## Your task
Every line of the data below that holds the string "spine" needs to be reported.

## Source data
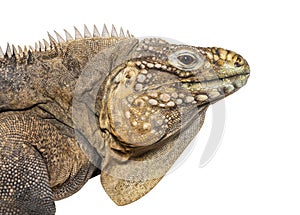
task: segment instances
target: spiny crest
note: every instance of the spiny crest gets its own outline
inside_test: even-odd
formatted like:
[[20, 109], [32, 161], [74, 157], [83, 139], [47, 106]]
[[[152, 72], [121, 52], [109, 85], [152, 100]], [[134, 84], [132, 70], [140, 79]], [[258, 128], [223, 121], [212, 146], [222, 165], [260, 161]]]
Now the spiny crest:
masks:
[[111, 32], [109, 33], [105, 24], [103, 26], [102, 34], [99, 33], [99, 30], [96, 27], [96, 25], [94, 25], [93, 34], [91, 34], [91, 32], [89, 31], [86, 25], [84, 25], [83, 36], [76, 27], [74, 27], [74, 31], [75, 31], [75, 36], [74, 36], [75, 39], [65, 29], [64, 29], [65, 39], [59, 33], [54, 31], [57, 40], [55, 40], [54, 37], [52, 37], [51, 34], [48, 32], [48, 37], [50, 42], [43, 39], [42, 42], [41, 41], [36, 42], [34, 48], [32, 46], [29, 46], [29, 48], [27, 48], [27, 46], [24, 46], [24, 49], [22, 49], [20, 46], [16, 48], [14, 45], [10, 46], [9, 44], [7, 44], [6, 52], [3, 52], [2, 48], [0, 47], [0, 59], [3, 58], [10, 59], [12, 57], [16, 57], [17, 59], [19, 59], [28, 56], [29, 52], [43, 52], [43, 51], [51, 50], [59, 44], [64, 44], [69, 41], [80, 40], [84, 38], [109, 38], [109, 37], [132, 38], [134, 37], [132, 34], [130, 34], [129, 31], [127, 31], [127, 34], [125, 35], [122, 27], [120, 28], [118, 34], [116, 27], [114, 25], [112, 25]]

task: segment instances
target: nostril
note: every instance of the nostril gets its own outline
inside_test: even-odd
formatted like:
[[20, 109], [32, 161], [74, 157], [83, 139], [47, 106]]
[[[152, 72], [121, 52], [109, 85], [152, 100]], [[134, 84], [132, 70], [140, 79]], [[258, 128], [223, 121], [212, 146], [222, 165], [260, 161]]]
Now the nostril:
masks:
[[233, 62], [235, 67], [241, 67], [245, 64], [245, 60], [240, 55], [235, 55], [233, 57]]
[[243, 66], [243, 65], [241, 65], [241, 64], [238, 63], [238, 62], [236, 62], [236, 63], [234, 63], [234, 66], [235, 66], [235, 67], [241, 67], [241, 66]]

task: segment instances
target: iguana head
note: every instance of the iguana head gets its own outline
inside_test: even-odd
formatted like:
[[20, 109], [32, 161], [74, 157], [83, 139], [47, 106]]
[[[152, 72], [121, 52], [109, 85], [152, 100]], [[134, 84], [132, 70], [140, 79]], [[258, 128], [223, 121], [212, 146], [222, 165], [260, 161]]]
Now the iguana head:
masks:
[[126, 53], [127, 60], [111, 66], [99, 119], [106, 150], [101, 182], [118, 205], [149, 192], [196, 136], [208, 105], [249, 77], [247, 62], [225, 49], [158, 38], [124, 44], [112, 58]]
[[244, 86], [248, 76], [247, 62], [235, 52], [144, 39], [106, 83], [100, 124], [122, 145], [118, 150], [145, 151]]

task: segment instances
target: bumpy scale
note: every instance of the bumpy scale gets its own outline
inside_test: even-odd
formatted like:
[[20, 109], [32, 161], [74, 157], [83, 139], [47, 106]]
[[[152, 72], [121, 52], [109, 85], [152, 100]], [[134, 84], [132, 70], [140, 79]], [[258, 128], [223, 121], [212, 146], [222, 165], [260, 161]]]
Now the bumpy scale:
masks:
[[0, 48], [0, 214], [54, 214], [100, 174], [118, 205], [149, 192], [236, 92], [247, 62], [222, 48], [84, 26]]

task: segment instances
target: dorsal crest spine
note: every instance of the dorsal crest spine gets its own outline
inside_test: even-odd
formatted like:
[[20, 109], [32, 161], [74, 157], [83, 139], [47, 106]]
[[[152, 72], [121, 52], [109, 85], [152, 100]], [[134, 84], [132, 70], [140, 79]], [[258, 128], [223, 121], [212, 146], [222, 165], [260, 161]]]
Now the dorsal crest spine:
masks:
[[[112, 25], [111, 27], [111, 33], [109, 33], [106, 25], [103, 25], [102, 34], [99, 33], [98, 28], [96, 25], [93, 27], [93, 34], [90, 33], [88, 27], [84, 25], [84, 32], [83, 36], [80, 33], [80, 31], [74, 27], [75, 30], [75, 36], [73, 37], [67, 30], [64, 29], [65, 32], [65, 39], [56, 31], [54, 31], [57, 40], [52, 37], [52, 35], [48, 32], [49, 42], [46, 39], [43, 39], [42, 41], [38, 41], [35, 43], [34, 48], [32, 46], [29, 46], [29, 49], [24, 46], [24, 49], [20, 46], [17, 46], [18, 48], [15, 48], [14, 45], [10, 46], [7, 44], [6, 51], [4, 52], [3, 49], [0, 47], [0, 60], [1, 59], [10, 59], [13, 56], [15, 56], [17, 59], [28, 56], [28, 51], [31, 50], [31, 52], [44, 52], [51, 49], [55, 49], [58, 45], [62, 45], [69, 41], [76, 41], [81, 40], [85, 38], [109, 38], [109, 37], [120, 37], [120, 38], [133, 38], [134, 36], [127, 31], [127, 34], [125, 35], [123, 28], [120, 28], [120, 33], [118, 34], [116, 27]], [[75, 38], [75, 39], [74, 39]]]

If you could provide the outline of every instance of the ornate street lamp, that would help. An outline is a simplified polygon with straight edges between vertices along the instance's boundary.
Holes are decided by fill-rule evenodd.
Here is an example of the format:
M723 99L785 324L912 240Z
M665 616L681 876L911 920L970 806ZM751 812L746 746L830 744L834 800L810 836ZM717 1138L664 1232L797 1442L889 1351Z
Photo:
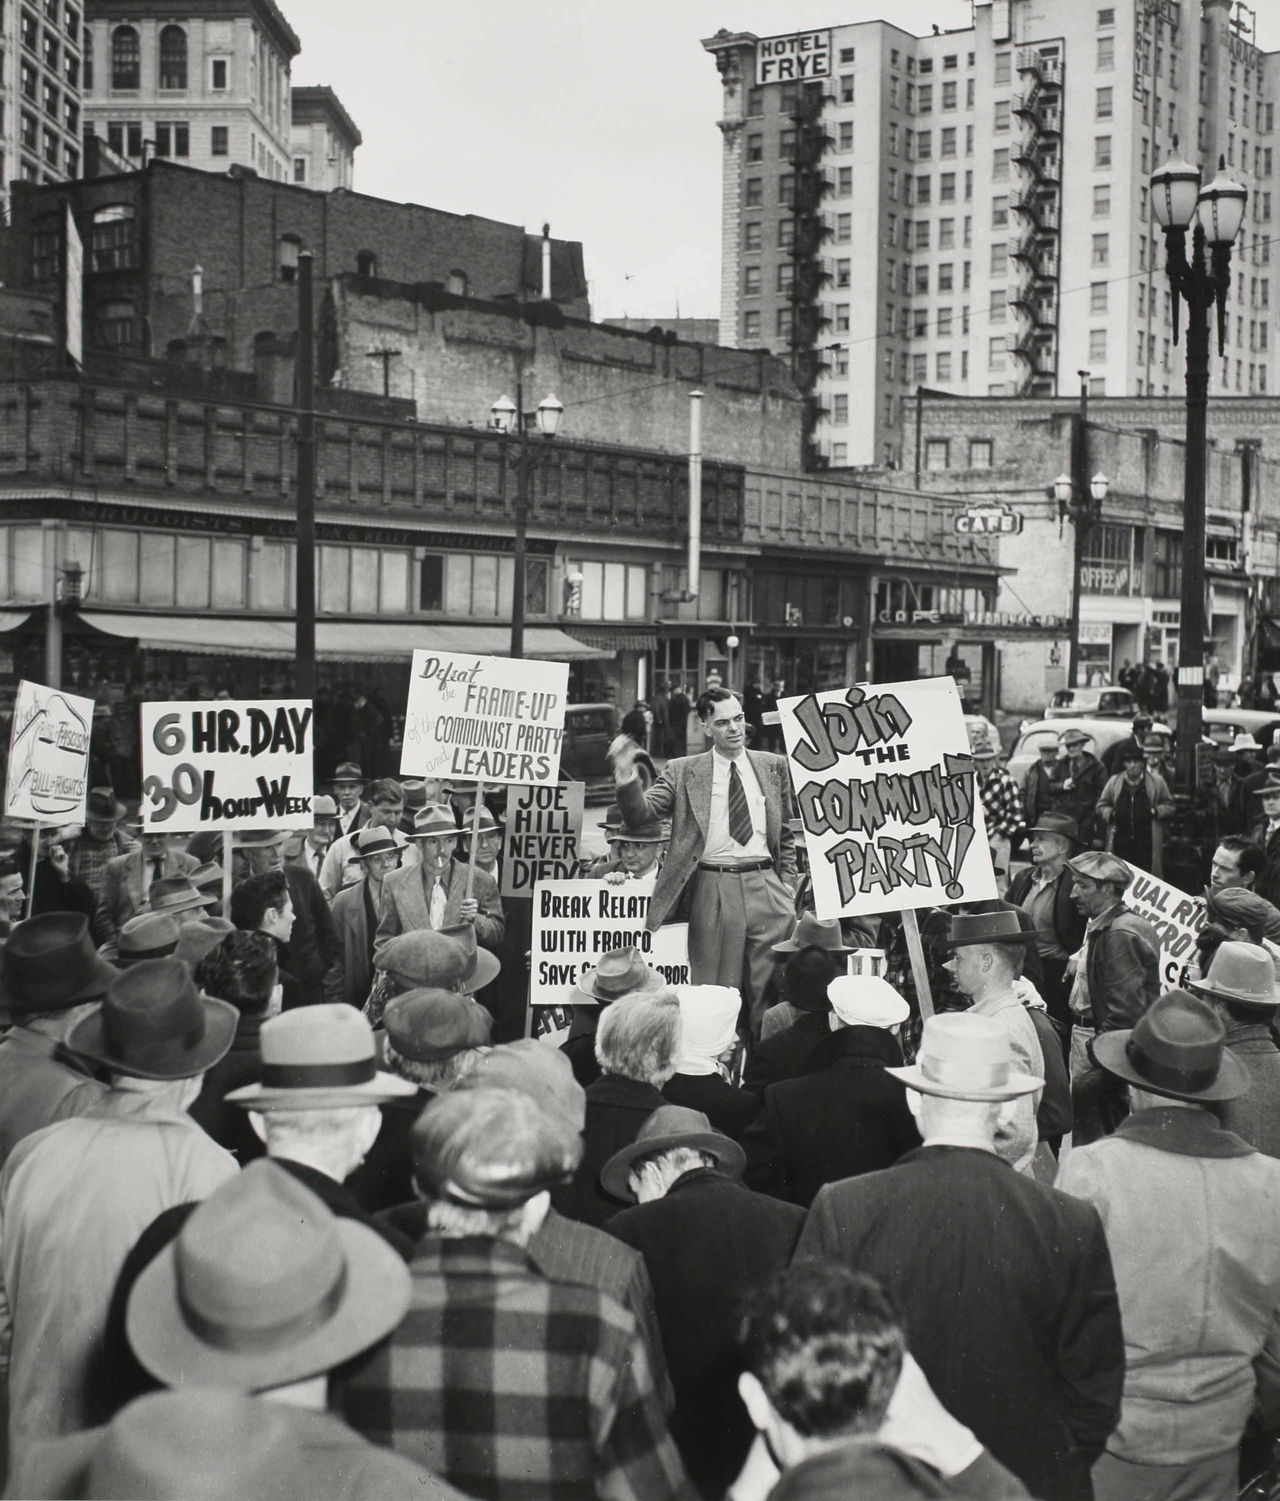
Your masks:
M529 527L530 478L538 462L539 452L529 443L529 423L526 420L529 415L533 416L534 425L542 437L550 440L560 431L560 419L564 416L564 406L548 392L538 403L535 412L526 413L524 381L520 380L516 383L514 401L509 396L499 396L489 408L490 426L504 437L510 437L514 430L520 445L516 454L516 533L511 561L511 655L513 657L524 656L524 575L527 550L525 538Z

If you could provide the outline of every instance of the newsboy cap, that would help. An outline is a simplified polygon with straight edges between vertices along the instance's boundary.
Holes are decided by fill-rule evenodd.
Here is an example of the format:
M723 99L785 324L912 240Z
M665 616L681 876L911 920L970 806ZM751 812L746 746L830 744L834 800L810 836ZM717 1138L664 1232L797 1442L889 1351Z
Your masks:
M460 990L426 986L387 1002L382 1015L387 1041L402 1058L434 1063L489 1041L493 1018Z
M1133 880L1133 872L1124 861L1107 850L1085 850L1067 861L1067 869L1087 881L1110 881L1121 891Z
M435 1199L467 1209L516 1209L567 1182L582 1137L514 1089L439 1095L413 1128L413 1173Z

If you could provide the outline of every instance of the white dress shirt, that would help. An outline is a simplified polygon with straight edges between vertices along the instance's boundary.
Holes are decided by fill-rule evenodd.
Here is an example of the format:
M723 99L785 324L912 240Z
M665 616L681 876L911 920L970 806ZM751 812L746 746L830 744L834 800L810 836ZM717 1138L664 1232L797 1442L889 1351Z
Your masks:
M711 752L711 822L707 826L707 843L702 858L725 865L743 860L768 860L764 792L746 751L737 758L737 767L751 813L751 838L746 844L739 844L729 834L729 767L732 764L729 757L722 756L718 750Z

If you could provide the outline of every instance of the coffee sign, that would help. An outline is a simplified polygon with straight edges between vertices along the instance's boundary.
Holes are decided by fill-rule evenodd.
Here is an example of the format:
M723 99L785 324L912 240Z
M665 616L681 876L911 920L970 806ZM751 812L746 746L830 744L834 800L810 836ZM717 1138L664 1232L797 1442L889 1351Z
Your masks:
M962 537L1016 537L1022 517L1006 505L969 506L956 514L954 525Z

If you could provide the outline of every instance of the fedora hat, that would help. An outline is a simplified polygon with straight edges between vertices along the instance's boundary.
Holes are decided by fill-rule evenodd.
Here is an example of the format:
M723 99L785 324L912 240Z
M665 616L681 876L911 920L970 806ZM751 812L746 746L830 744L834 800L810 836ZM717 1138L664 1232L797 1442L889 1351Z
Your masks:
M493 809L488 805L488 803L481 803L480 804L480 830L479 830L479 832L481 834L497 834L497 833L500 833L501 830L502 830L502 819L500 819L498 817L498 815L493 811ZM466 837L468 839L471 837L471 820L470 820L470 818L468 818L467 821L466 821L466 823L463 824L463 826L462 826L462 833L463 833L464 837Z
M1187 989L1196 995L1230 1001L1236 1006L1253 1006L1259 1011L1274 1011L1280 1006L1275 965L1266 949L1256 943L1236 943L1231 939L1220 943L1209 973L1189 981Z
M568 1182L582 1160L582 1137L569 1118L517 1089L437 1095L411 1141L419 1189L470 1209L514 1209Z
M1210 887L1204 894L1204 904L1215 922L1228 928L1248 928L1280 942L1280 910L1256 891L1244 886L1227 886L1221 891Z
M370 855L390 855L393 852L400 854L407 848L408 841L398 829L357 829L351 836L351 853L347 856L347 864L367 860Z
M850 1027L897 1027L911 1007L879 975L837 975L827 986L831 1009Z
M214 901L222 900L222 866L216 860L206 860L203 865L197 865L187 880L197 891L205 893L206 907L209 905L211 893Z
M405 990L415 986L432 986L439 990L480 990L494 979L501 965L496 954L475 945L475 929L465 926L471 943L457 928L415 928L397 933L394 938L378 938L373 945L373 966L402 983ZM474 968L472 967L474 965Z
M677 1147L689 1147L697 1152L707 1152L716 1160L716 1166L731 1178L741 1178L747 1165L747 1154L732 1137L722 1131L714 1131L711 1122L701 1110L689 1110L683 1105L659 1105L640 1127L636 1139L615 1152L600 1169L600 1187L615 1199L625 1204L634 1204L636 1196L628 1181L632 1166L643 1157L656 1157L661 1152L673 1152Z
M329 778L330 782L334 783L335 785L338 782L363 783L364 779L364 772L360 770L360 768L354 761L339 762L337 771L335 771L334 774Z
M425 803L413 816L413 832L409 838L446 839L460 832L452 808L444 803Z
M381 1105L416 1084L378 1070L373 1028L345 1003L298 1006L263 1022L262 1077L224 1096L242 1110L330 1110Z
M1087 745L1089 743L1089 741L1092 740L1092 739L1093 739L1092 735L1086 735L1083 730L1078 730L1078 729L1074 729L1073 728L1073 729L1070 729L1070 730L1063 730L1062 734L1058 736L1058 744L1059 745Z
M775 954L798 954L801 949L826 949L830 954L853 953L844 941L839 921L834 917L815 917L812 912L802 912L796 918L791 937L773 945Z
M118 975L100 958L79 912L20 922L0 949L0 1006L15 1019L100 1000Z
M1056 834L1059 839L1080 843L1080 825L1065 813L1042 813L1037 823L1027 830L1029 834Z
M437 800L427 796L427 784L420 777L410 777L400 785L404 788L404 812L400 815L400 823L402 827L409 829L413 826L413 815L418 809Z
M633 824L623 821L609 830L612 843L625 840L628 844L661 844L670 838L670 825L664 824L660 818L646 818L642 823Z
M1263 782L1261 787L1253 789L1253 795L1254 797L1266 797L1268 793L1272 792L1280 792L1280 776L1277 776L1274 771L1269 771L1267 773L1267 780Z
M493 1018L460 990L421 987L387 1002L382 1014L387 1041L402 1058L434 1063L489 1041Z
M975 761L996 761L1000 757L999 749L989 740L984 740L981 745L975 745L969 754Z
M1034 943L1035 931L1024 933L1016 912L957 912L944 949L963 949L975 943Z
M604 837L606 839L622 828L622 809L617 803L610 803L604 810L604 822L601 824L601 828L604 830Z
M916 1061L886 1068L919 1094L947 1100L1016 1100L1044 1080L1013 1066L1009 1034L994 1017L943 1011L925 1019Z
M610 949L594 968L584 964L573 987L575 1006L607 1006L637 990L661 990L666 981L638 948Z
M481 1053L453 1087L514 1089L543 1110L563 1116L575 1132L586 1124L587 1092L574 1078L573 1064L559 1048L549 1048L533 1037L499 1043Z
M1133 872L1119 857L1108 850L1085 850L1067 861L1067 869L1086 881L1112 881L1123 891L1133 880Z
M1169 741L1164 735L1144 735L1142 749L1144 753L1146 751L1160 751L1163 753L1169 749Z
M326 793L317 793L311 799L312 818L337 818L338 805Z
M144 959L163 959L178 947L178 925L167 912L139 912L116 934L116 964L128 969Z
M118 823L128 811L110 787L90 787L87 817L109 818L112 823Z
M174 956L185 960L194 970L201 959L211 954L227 934L235 930L235 924L225 917L202 917L198 922L189 922L178 934Z
M194 912L197 907L203 909L208 900L191 884L190 876L161 876L147 888L147 908L151 912Z
M230 1048L240 1013L201 995L181 959L143 959L117 974L67 1047L134 1079L192 1079Z
M1274 983L1274 979L1273 979ZM1249 1088L1222 1018L1202 996L1167 990L1136 1026L1093 1039L1094 1061L1126 1084L1174 1100L1235 1100Z
M238 850L270 849L288 839L283 829L235 829L231 834L232 847Z
M264 1159L195 1206L134 1283L125 1327L167 1385L254 1392L360 1354L408 1306L399 1253Z

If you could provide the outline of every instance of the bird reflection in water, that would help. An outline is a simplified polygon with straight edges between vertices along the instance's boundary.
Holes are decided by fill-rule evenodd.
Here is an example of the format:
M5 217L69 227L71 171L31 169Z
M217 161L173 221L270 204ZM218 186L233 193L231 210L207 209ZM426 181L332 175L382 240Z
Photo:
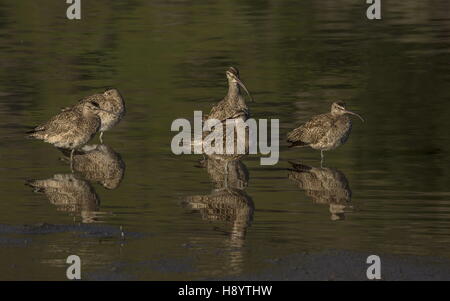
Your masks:
M78 213L83 223L95 222L100 199L92 185L74 174L56 174L26 184L36 193L43 193L59 211Z
M345 219L345 212L353 209L351 205L352 191L345 175L333 168L317 168L303 164L289 162L288 177L314 203L328 204L331 220Z
M70 153L61 150L70 162ZM125 163L120 154L106 144L85 145L73 155L73 170L82 178L99 183L106 189L116 189L125 174Z
M213 183L212 192L188 196L183 205L200 212L204 220L232 225L228 233L230 269L238 272L242 263L242 247L254 212L253 200L245 192L249 180L247 167L240 160L224 161L212 158L203 160L201 164Z
M70 151L62 150L63 161L70 164ZM100 198L93 183L106 189L119 187L124 174L125 163L111 147L85 145L73 154L73 173L56 174L49 179L28 180L26 185L36 193L43 193L58 210L74 213L83 223L98 222Z

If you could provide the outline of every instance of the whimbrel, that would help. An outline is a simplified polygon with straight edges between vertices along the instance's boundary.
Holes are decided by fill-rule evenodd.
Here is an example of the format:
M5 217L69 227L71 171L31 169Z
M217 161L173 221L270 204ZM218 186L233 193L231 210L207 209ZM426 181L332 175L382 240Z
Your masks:
M242 118L244 121L250 117L245 98L241 94L241 88L248 94L252 101L253 98L239 78L239 71L235 67L230 67L226 71L228 79L228 93L212 107L211 112L205 116L206 119L218 119L224 122L227 119Z
M335 149L347 141L352 129L352 121L347 114L358 116L364 122L360 115L348 111L345 103L334 102L330 113L314 116L289 132L287 135L287 142L291 143L289 147L309 146L320 150L322 164L324 151Z
M91 96L87 96L79 101L76 106L82 106L86 102L95 101L99 104L100 109L105 111L99 112L98 116L101 120L100 126L100 143L103 143L103 133L105 131L110 130L116 124L118 124L122 118L125 116L125 101L117 89L109 89L104 93L94 94ZM70 110L73 107L64 108L64 110ZM111 112L114 114L110 114L107 112Z
M95 101L85 102L66 109L46 123L35 127L27 132L28 137L43 140L58 148L70 149L72 163L74 150L88 143L100 129L98 116L100 112L108 111L101 109Z
M238 152L237 146L237 131L234 129L234 133L228 133L226 122L227 120L233 120L236 128L239 125L239 121L246 121L250 117L250 111L245 103L245 98L241 93L241 88L248 94L251 101L254 101L250 92L244 85L244 83L239 78L239 71L235 67L230 67L226 71L226 76L228 79L228 93L227 95L219 101L212 109L209 115L204 117L204 122L208 119L216 119L219 120L223 124L223 153L214 153L211 157L214 159L220 159L227 161L237 160L241 157L245 156L248 153L249 147L249 137L248 137L248 128L245 129L246 139L245 145L243 146L244 153ZM229 129L228 129L229 130ZM207 137L211 132L205 132L203 138ZM233 151L225 152L227 139L233 139ZM216 142L216 141L215 141ZM227 166L224 166L227 169Z
M67 150L61 150L69 155ZM116 189L125 174L120 154L106 144L85 145L73 154L73 170L83 179L100 183L106 189Z
M352 191L344 173L333 168L317 168L289 162L288 177L311 197L314 203L328 204L332 220L344 218L351 208Z
M59 210L77 212L84 223L95 221L100 199L92 185L74 174L56 174L49 179L28 180L26 185L46 195Z

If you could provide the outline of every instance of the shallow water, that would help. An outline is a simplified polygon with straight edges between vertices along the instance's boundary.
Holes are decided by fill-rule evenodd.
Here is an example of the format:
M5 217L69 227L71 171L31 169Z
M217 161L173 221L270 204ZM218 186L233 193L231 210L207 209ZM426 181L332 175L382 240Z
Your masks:
M356 2L90 1L68 21L65 1L2 1L0 279L64 279L71 254L86 279L146 280L254 274L329 249L450 258L450 4L383 1L372 22ZM238 226L184 204L214 187L201 156L170 151L172 121L209 111L230 65L253 117L279 118L282 137L277 165L243 160L251 203ZM100 204L83 213L54 205L25 181L70 168L24 132L106 87L127 104L104 135L124 178L89 184ZM284 142L337 99L366 120L325 153L348 181L345 206L289 178L288 161L318 168L320 153Z

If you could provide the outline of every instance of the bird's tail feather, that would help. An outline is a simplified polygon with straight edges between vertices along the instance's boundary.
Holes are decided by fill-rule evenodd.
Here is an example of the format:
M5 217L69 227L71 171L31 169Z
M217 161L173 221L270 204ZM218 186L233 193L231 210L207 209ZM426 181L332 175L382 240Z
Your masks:
M304 146L308 146L308 143L305 143L303 141L291 141L288 140L288 143L291 143L290 145L288 145L289 148L291 147L304 147Z
M43 126L40 125L36 125L33 127L28 127L30 130L26 131L25 134L34 134L36 132L42 132L45 131L45 128Z
M293 171L309 171L309 170L311 170L311 167L308 165L303 165L301 163L295 163L292 161L288 161L288 162L289 162L289 164L292 165Z
M26 132L25 132L25 134L34 134L34 133L36 133L36 130L34 130L34 129L31 130L31 131L26 131Z
M36 180L27 179L27 180L25 180L25 185L33 188L33 192L36 192L36 193L45 192L44 187L39 187Z
M28 139L42 139L43 132L45 132L45 128L37 126L32 130L26 131L25 134L27 134L26 138Z

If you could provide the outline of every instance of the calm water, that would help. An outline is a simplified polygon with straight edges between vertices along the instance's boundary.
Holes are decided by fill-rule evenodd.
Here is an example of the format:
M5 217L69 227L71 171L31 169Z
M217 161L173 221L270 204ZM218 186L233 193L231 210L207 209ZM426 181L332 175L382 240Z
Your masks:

## Response
target: dorsal crest spine
note: every instance of the dorsal crest spine gets its own outline
Now the dorsal crest spine:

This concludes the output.